#### Extracted text:

# # #

SECURITIES PURCHASE AGREEMENT, dated April 10, 2004 among All Capital
LLC, a Nevada limited liability company ("All Capital"), Vernon, LLC, a
Nevada limited liability company ("Vernon") and Raceway Ventures, LLC, a
Florida limited liability company (the "Purchaser").

WITNESSETH

Whereas, Mid-State Raceway, Inc., a New York corporation ("Raceway") has
authorized capital stock consisting of 10,000,000 shares, $.10 par value (the
"Common Stock") of which 892,766 shares are issued and outstanding as of the
date hereof; and

Whereas, Vernon is the registered owner of 19,549 shares of Common
Stock ("Capital Shares");

Whereas, Vernon has transferred the Capital Shares to All Capital but is
nevertheless willing to execute and deliver this Agreement as one of the
selling entities;

Whereas, All Capital owns warrants to purchase 1,250,000 shares of
Common Stock currently exercisable at the rate of $2.00 per share ("Capital
Warrants"); and

Whereas, Victoria Scott ("Victoria") owns 450,000 shares of Common Stock
("Victoria Shares") (the Capital Shares and Victoria Shares are hereinafter
collectively referred to as the "Seller Shares" and the Seller Shares and the
Capital Warrants are hereinafter collectively referred to as the
Securities"); and

Whereas, Vernon and All Capital (hereinafter collectively referred to as
the "Seller") will cause Victoria to transfer all of the Victoria Shares to
Purchaser at the Closing contemplated by this Agreement;

Whereas, Shawn Scott ("Shawn") has executed and delivered to Vestin
Mortgage, Inc. ("Vestin") a guaranty ("Scott Guaranty") of the payment by
Raceway to Vestin of the principal and interest evidenced by a Consolidated
Secured Promissory Note in the original principal amount of $23,000,000; and

Whereas, Seller has executed and delivered to V.I.P. Structures, Inc.
("VIP") a guaranty ("Capital Guaranty") of the payment by Raceway of up to
$500,000 pursuant to a certain Financing Agreement; and

Whereas, Seller and Victoria desire to sell the Securities to the
Purchaser and the Purchaser desires to purchase the Securities from the
Seller and Victoria upon and subject to the terms, covenants and conditions
hereinafter set forth.

# # #

#### Requirements:
#1 List every dollar amount that appears in the securities purchase agreement.
#2 Copy word for word the part of the securities purchase agreement starting at "Whereas, Shawn Scott" and ending at "hereinafter set forth.".
#3 Rewrite the paragraph of the securities purchase agreement that begins "Whereas, Shawn Scott" as one shorter sentence that keeps its main facts.
Rely only on the securities purchase agreement above.

#### Dataset excerpt:

# # #

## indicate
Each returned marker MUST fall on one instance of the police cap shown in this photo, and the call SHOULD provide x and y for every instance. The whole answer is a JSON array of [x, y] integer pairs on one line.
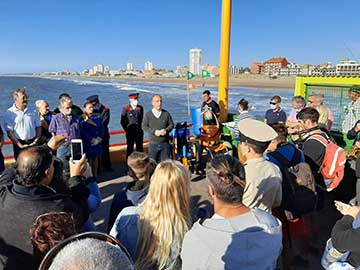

# # #

#### Answers given:
#1
- $.10
- $2.00
- $23,000,000
- $500,000

#2
Whereas, Shawn Scott ("Shawn") has executed and delivered to Vestin
Mortgage, Inc. ("Vestin") a guaranty ("Scott Guaranty") of the payment by
Raceway to Vestin of the principal and interest evidenced by a Consolidated
Secured Promissory Note in the original principal amount of $23,000,000; and

Whereas, Seller has executed and delivered to V.I.P. Structures, Inc.
("VIP") a guaranty ("Capital Guaranty") of the payment by Raceway of up to
$500,000 pursuant to a certain Financing Agreement; and

Whereas, Seller and Victoria desire to sell the Securities to the
Purchaser and the Purchaser desires to purchase the Securities from the
Seller and Victoria upon and subject to the terms, covenants and conditions
hereinafter set forth.

#3 Shawn Scott gave Vestin Mortgage, Inc. a guaranty, the Scott Guaranty, covering Raceway's payment of principal and interest on a $23,000,000 Consolidated Secured Promissory Note.